__Problem details__
If pictures appear in the lines below, skip them and copy exactly the lines from the one containing "For the rock" through the one containing "For the green leaf", and nothing else.

BEGIN Dataset

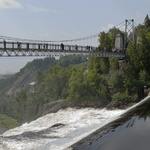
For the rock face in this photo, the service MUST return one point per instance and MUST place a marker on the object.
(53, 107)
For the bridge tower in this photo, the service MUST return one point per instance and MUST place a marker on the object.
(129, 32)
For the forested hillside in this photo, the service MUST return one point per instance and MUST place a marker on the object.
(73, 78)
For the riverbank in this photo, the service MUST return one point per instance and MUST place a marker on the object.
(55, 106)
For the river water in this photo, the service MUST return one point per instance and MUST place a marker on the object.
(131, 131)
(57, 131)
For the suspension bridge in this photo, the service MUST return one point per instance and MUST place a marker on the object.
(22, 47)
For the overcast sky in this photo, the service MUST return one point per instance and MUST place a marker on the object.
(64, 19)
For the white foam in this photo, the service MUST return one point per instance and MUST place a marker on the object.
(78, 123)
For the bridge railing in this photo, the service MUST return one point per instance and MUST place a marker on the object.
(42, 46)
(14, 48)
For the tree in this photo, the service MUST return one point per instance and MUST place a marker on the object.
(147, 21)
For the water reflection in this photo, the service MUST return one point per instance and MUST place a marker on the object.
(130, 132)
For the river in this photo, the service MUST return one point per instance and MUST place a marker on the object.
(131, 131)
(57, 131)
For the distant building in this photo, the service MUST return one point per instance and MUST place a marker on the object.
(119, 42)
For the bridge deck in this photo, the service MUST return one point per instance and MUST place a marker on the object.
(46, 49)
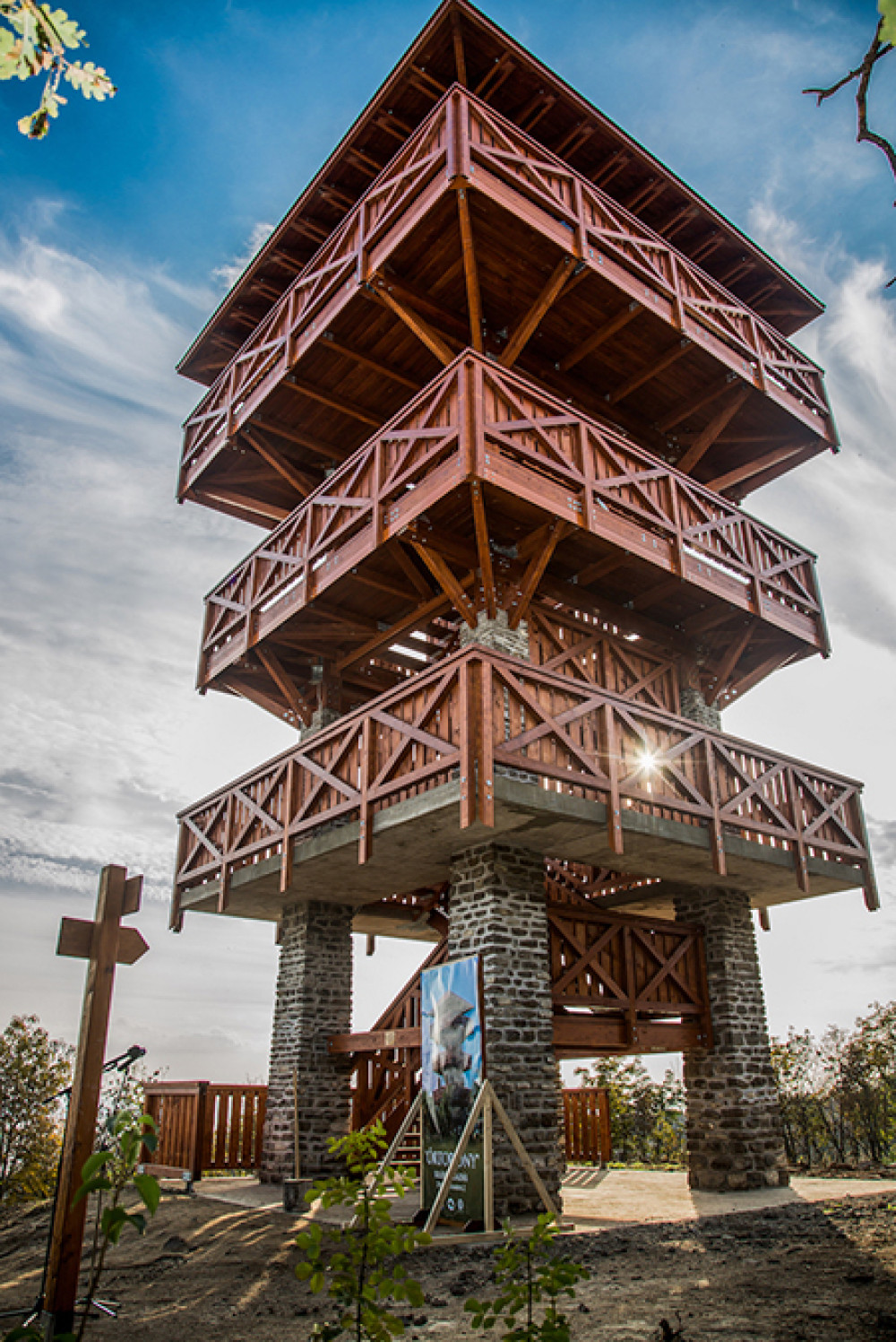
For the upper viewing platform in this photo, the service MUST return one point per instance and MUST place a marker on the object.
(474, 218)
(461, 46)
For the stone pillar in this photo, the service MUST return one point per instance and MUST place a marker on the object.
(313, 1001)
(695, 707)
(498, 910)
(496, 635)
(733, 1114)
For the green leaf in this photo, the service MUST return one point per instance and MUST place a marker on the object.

END Dataset
BEGIN Dataset

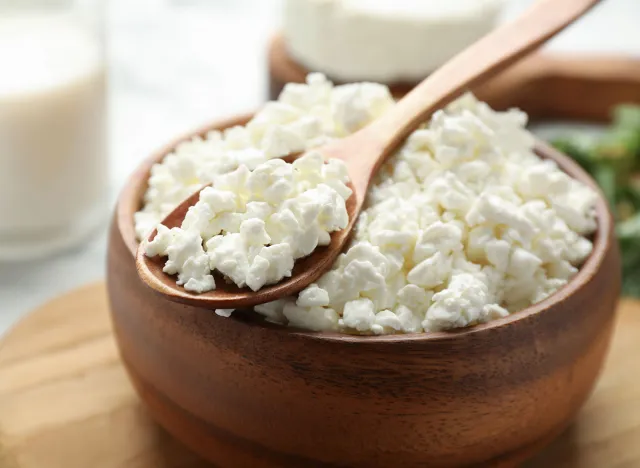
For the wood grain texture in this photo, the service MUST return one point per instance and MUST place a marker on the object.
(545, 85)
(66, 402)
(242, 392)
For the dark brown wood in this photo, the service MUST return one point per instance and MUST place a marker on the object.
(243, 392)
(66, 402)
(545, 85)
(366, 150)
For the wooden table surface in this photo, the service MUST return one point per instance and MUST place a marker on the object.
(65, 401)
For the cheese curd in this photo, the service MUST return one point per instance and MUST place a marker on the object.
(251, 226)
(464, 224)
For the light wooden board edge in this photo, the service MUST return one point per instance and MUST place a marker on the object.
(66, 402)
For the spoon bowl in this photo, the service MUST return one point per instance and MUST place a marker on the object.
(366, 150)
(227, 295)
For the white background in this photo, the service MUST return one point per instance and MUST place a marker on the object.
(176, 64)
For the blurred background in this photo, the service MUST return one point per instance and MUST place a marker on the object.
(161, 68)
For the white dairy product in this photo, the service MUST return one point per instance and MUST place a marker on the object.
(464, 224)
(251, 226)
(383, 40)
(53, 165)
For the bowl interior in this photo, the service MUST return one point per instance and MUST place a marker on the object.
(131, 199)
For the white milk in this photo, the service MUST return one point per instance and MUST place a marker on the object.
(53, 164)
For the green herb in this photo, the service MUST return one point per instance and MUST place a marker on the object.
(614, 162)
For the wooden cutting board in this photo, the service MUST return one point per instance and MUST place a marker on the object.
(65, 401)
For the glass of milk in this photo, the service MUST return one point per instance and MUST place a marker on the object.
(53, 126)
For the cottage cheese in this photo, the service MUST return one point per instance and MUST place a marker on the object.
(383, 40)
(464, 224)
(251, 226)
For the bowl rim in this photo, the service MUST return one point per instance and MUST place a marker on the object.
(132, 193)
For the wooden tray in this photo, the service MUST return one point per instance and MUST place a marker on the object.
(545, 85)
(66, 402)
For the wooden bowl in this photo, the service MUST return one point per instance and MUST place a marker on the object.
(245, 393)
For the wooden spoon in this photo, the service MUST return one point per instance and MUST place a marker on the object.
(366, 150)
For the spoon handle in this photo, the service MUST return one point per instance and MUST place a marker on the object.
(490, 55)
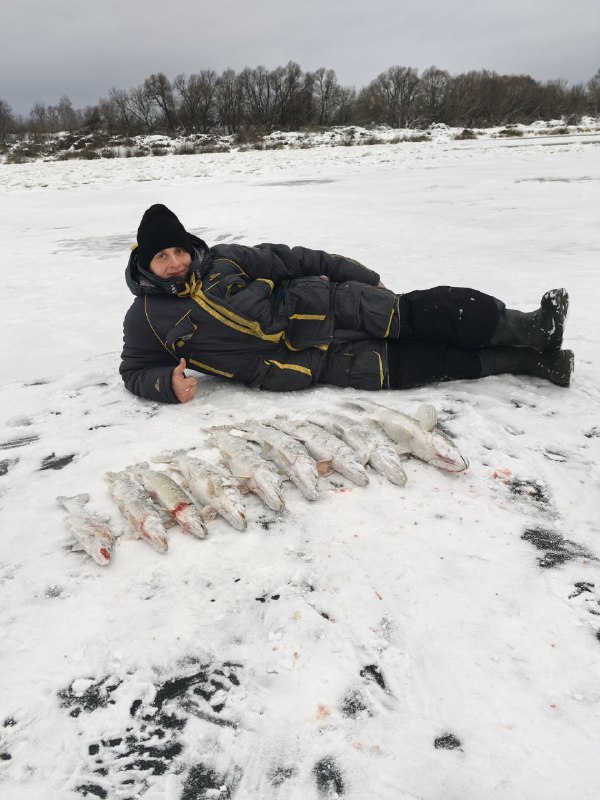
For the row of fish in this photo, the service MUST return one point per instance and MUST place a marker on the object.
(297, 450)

END Dataset

__Finished exercise__
For the rock face in this photo, the service MUST return one point per instance and MUST place a marker on the object.
(53, 107)
For the bridge tower in this photo, the service MUST return one point per instance and MUST place a marker on the object.
(129, 32)
For the forested hillside in this photo, the service MUST return one point per instance and MUST place a marker on the object.
(73, 78)
For the riverbank in this photo, the service MUST return one point per instance and MUST place a marker on the object.
(55, 106)
For the river water in this photo, the service MUST return one point per instance and MUST place a marker on the object.
(131, 131)
(57, 131)
For the suspension bridge in this photo, the service MUST return one point per instance and MUST place a marker on the object.
(22, 47)
For the overcast sky in this photo, the service MUST return one point per instance and MUST place a marker on the object.
(64, 19)
For the white foam in this photo, the service MUST return one point per instance and MUST place a marker on the object.
(78, 123)
For the bridge railing in this photo, the service MUST return one point per instance and MUST place a marker on the object.
(42, 46)
(14, 48)
For the tree in this photo, the service MUST return one point per instance and MUST place a marker on the object.
(147, 21)
For the water reflection in this photo, the service MUST return one point per instance and MUST place a marker on the object.
(130, 132)
For the river in this photo, the service MUST return one point per instance and MUST place a marker on the object.
(131, 131)
(57, 131)
For the distant building in this photo, the service MUST return one point per instance and MUST place a marker on the object.
(119, 42)
For the bridge deck in this photo, the service MUST return one point per instance and MUST place a marker on the object.
(46, 49)
For the upper viewing platform in this photo, the service MUST return one point per instance and MUST place a marker on the object.
(474, 218)
(461, 46)
For the stone pillar in this photo, the service MUST return one point per instance and MUST place a marker on the object.
(313, 1001)
(695, 707)
(498, 910)
(496, 635)
(733, 1114)
For the green leaf in this photo, the service MUST return one point per instance and MUST place a marker on the object.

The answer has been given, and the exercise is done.